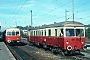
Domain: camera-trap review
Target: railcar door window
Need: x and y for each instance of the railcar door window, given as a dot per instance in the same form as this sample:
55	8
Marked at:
70	32
13	33
8	33
79	32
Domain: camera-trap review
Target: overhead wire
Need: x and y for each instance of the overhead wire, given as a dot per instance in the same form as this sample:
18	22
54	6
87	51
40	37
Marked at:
18	11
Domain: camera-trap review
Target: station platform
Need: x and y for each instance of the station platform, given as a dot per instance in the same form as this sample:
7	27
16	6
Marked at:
5	53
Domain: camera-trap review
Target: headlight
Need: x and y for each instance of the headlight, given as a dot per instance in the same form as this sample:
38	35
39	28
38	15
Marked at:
67	42
82	42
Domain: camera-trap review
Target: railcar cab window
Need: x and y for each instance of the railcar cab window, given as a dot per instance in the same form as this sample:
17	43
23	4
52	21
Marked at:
49	32
13	33
70	32
61	33
17	33
79	32
8	33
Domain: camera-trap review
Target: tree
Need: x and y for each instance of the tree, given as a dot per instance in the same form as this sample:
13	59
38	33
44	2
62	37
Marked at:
88	33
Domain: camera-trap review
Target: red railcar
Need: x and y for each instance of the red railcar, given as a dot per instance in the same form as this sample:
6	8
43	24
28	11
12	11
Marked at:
12	35
68	36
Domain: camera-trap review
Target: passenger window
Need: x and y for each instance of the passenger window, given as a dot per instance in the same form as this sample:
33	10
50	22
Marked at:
49	32
13	33
17	33
61	33
45	32
79	32
8	33
55	32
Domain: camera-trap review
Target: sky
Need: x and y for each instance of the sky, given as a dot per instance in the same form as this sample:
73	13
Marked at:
18	12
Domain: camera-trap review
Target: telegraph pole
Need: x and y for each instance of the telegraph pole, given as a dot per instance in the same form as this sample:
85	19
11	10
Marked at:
73	9
66	15
31	18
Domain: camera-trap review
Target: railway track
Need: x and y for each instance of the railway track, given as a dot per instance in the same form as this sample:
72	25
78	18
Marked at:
26	52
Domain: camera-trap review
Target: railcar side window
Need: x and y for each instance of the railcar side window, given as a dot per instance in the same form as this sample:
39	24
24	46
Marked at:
79	32
45	32
17	33
13	33
61	33
8	33
49	32
34	33
70	32
55	32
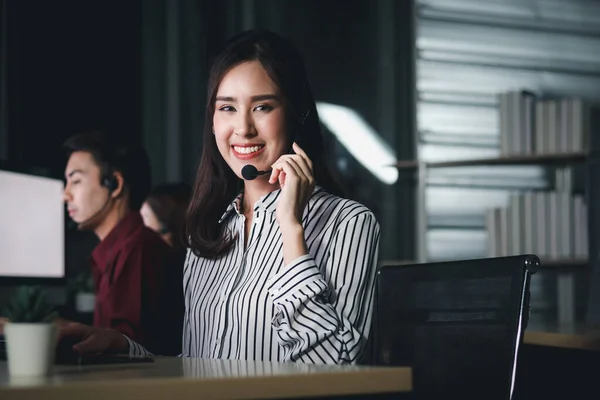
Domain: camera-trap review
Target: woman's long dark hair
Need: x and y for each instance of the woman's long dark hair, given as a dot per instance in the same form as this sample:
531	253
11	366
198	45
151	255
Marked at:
216	184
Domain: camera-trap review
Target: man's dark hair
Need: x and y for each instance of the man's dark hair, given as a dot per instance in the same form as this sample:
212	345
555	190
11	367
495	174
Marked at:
112	155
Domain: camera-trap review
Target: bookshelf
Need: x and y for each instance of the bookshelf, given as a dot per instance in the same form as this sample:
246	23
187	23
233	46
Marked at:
563	267
562	162
556	159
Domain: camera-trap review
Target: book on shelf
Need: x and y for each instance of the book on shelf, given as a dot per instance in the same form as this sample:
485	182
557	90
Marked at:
532	125
552	225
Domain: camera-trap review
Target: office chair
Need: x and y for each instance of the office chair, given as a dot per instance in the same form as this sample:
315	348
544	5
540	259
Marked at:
458	324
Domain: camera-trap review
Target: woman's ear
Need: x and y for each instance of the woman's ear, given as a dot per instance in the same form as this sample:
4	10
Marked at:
120	185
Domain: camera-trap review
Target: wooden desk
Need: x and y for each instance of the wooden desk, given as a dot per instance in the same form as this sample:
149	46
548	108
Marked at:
187	378
578	336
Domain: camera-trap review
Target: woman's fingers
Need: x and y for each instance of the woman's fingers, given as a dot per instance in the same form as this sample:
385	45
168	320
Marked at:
298	150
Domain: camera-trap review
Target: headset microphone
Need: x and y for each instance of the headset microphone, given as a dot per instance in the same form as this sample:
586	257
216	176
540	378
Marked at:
249	172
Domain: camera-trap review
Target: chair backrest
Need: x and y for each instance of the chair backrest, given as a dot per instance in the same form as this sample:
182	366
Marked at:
458	324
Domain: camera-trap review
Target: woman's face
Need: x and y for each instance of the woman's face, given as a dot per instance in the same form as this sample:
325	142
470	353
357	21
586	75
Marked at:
149	218
249	120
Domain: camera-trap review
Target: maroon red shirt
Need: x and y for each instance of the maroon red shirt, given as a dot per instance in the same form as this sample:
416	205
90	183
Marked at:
135	276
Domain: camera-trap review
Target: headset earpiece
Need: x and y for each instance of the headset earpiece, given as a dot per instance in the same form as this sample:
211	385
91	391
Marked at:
111	183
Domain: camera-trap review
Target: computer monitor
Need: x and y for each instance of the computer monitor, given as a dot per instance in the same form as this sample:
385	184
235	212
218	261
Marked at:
32	232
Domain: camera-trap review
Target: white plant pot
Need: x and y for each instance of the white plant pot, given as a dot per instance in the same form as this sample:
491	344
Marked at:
85	302
30	348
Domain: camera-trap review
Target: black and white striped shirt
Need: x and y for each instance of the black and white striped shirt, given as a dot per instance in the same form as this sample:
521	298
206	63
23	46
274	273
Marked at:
249	305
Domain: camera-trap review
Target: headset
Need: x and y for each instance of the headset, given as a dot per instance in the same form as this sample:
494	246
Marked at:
110	182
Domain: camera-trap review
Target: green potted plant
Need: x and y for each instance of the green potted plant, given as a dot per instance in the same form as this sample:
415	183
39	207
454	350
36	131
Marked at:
30	334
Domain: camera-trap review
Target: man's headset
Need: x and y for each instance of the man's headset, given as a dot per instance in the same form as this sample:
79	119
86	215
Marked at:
111	183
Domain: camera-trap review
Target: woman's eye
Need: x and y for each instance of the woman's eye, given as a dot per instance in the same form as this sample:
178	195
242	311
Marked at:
263	107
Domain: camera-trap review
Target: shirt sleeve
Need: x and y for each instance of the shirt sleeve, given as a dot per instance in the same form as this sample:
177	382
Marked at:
323	313
135	296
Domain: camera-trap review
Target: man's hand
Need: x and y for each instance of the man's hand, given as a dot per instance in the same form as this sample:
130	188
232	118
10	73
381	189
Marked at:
94	340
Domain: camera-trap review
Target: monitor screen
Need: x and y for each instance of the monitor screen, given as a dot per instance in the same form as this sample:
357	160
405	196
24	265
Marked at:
31	226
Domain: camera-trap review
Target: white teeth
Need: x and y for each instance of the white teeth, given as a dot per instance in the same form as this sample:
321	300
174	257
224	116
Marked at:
246	150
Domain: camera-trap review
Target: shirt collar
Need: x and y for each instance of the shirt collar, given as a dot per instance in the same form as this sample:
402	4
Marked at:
267	203
108	248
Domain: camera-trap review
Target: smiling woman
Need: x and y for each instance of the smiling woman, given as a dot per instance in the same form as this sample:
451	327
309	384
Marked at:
279	268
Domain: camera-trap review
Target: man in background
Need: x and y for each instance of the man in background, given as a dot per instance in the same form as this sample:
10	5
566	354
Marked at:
106	184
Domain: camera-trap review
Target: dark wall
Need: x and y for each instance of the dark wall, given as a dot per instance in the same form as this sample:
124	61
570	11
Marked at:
73	66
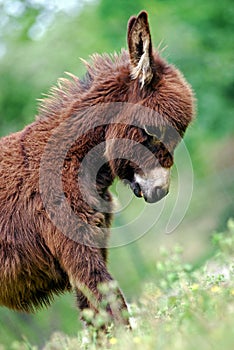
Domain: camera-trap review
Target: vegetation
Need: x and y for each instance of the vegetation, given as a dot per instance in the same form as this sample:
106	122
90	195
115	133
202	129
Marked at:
181	296
183	308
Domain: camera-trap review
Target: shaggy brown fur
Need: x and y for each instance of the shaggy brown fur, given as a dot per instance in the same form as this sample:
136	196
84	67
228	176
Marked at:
40	257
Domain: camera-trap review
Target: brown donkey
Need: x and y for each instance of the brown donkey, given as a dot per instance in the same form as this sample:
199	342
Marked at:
124	119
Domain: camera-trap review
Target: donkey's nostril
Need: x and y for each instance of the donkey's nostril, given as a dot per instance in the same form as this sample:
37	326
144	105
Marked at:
156	194
136	189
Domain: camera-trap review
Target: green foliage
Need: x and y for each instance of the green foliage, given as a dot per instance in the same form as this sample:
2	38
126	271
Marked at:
183	306
183	309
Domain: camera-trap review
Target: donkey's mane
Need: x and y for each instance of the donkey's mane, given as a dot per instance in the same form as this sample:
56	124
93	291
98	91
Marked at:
73	90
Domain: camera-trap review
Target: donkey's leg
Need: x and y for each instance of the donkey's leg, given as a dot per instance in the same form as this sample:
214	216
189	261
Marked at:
87	270
82	300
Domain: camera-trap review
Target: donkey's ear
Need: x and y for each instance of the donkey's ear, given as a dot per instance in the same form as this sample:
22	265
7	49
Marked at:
140	48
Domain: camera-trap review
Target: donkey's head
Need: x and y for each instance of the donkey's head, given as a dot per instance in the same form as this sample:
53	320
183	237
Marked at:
159	109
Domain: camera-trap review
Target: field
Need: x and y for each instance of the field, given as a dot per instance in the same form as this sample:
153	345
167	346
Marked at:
185	307
179	286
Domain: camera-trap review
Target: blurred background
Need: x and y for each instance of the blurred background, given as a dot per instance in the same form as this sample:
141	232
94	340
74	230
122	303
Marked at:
40	40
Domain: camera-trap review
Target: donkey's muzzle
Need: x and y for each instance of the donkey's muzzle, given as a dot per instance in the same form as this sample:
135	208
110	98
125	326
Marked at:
156	194
151	196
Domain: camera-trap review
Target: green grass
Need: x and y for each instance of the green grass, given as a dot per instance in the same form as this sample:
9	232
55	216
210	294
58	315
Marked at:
183	308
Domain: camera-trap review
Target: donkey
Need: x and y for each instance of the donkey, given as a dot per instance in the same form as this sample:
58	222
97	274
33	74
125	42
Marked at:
123	119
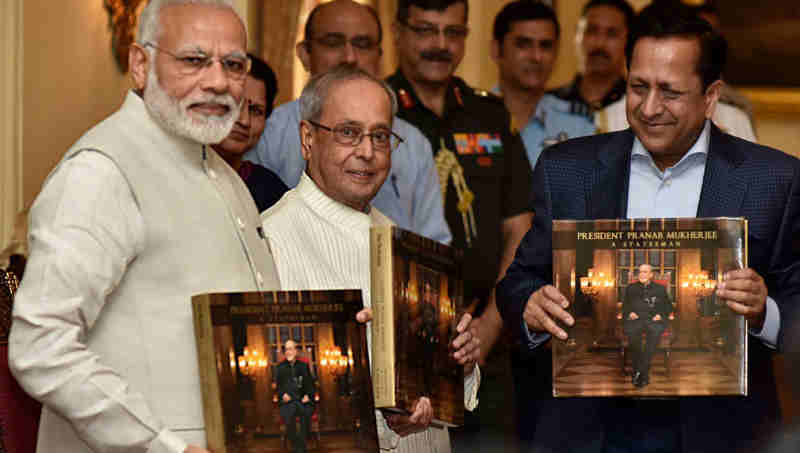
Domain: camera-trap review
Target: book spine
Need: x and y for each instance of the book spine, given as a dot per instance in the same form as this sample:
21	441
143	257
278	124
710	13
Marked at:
212	402
383	350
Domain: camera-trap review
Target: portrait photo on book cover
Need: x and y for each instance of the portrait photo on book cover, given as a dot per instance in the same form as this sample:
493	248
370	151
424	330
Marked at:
284	384
648	322
426	317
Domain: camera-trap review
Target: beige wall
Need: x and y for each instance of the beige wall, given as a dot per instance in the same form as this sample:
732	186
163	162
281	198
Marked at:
71	81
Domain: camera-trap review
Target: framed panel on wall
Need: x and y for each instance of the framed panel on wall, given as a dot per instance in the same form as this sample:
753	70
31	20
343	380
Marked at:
759	37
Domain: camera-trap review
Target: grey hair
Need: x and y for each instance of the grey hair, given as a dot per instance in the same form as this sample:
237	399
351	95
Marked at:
150	25
317	89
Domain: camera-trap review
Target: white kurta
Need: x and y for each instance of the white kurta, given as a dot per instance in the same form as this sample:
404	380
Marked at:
319	243
131	223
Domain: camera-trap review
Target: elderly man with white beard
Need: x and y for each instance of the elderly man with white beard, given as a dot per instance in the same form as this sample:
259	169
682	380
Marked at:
138	216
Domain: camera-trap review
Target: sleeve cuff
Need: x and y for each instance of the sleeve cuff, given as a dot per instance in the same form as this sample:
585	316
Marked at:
167	442
534	340
772	324
387	439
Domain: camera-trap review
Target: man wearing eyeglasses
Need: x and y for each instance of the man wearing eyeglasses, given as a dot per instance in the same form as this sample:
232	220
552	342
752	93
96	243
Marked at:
138	216
260	89
345	32
483	168
319	231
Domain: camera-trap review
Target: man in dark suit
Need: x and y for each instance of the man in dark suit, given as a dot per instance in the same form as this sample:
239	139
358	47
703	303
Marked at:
673	162
295	394
645	310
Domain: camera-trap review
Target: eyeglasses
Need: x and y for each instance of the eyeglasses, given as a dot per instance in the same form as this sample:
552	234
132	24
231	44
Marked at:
336	41
427	31
382	139
235	67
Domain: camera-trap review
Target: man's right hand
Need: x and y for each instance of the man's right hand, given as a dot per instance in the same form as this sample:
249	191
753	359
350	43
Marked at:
195	449
418	421
544	307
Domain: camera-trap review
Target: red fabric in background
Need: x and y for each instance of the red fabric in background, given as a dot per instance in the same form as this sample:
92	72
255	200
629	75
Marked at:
19	413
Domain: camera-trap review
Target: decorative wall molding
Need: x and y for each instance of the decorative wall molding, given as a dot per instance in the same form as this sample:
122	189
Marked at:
11	79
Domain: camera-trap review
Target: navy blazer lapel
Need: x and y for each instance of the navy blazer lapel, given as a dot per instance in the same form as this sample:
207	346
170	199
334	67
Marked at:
723	190
608	191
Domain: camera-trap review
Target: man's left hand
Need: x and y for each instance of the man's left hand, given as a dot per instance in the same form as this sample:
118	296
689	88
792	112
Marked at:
744	292
420	418
467	345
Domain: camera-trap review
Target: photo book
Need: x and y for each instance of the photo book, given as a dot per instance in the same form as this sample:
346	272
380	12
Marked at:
416	302
279	368
648	322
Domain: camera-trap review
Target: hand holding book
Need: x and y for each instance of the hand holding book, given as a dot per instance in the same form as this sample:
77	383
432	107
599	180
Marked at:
545	306
420	418
744	292
467	345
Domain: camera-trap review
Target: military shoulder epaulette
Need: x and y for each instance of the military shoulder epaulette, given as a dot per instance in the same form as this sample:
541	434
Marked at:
580	108
487	95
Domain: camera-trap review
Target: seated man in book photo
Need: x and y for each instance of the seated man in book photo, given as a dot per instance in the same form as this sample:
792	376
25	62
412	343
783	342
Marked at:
295	387
425	329
138	216
319	231
672	162
645	310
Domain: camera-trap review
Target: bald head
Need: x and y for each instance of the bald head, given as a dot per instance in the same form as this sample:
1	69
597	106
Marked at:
341	32
645	273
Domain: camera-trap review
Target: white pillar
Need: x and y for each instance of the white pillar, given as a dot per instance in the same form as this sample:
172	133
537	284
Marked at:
11	64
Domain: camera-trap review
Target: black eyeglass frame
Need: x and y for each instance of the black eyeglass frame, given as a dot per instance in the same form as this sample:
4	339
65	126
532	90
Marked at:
360	138
192	68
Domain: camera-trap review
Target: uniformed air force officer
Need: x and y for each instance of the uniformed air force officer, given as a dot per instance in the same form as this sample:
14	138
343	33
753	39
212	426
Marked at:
645	310
525	47
482	167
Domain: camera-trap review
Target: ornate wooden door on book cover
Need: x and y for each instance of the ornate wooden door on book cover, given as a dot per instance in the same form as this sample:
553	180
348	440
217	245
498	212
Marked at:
607	269
284	367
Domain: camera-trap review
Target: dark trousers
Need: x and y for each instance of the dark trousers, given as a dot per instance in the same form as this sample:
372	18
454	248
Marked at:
290	411
641	355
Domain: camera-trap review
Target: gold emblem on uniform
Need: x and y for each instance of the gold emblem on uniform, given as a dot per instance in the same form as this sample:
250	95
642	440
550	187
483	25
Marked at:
448	168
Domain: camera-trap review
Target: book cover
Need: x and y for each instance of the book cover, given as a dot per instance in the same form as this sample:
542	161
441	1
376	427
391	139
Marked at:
648	322
416	300
278	368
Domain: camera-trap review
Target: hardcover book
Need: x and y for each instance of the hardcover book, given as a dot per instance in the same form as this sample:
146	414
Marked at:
416	296
648	322
282	368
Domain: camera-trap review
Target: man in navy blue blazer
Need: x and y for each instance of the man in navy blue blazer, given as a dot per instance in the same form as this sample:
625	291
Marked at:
672	162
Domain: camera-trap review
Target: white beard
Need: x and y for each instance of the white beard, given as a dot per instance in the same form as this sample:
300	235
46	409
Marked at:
174	115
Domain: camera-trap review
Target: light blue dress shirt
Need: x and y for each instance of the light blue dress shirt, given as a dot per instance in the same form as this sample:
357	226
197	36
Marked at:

···

Locate the word "platform" in the records and collect each line it appears in.

Target: station platform
Need: x and y for each instance of the station platform, given as a dot per instance in the same form as this sample:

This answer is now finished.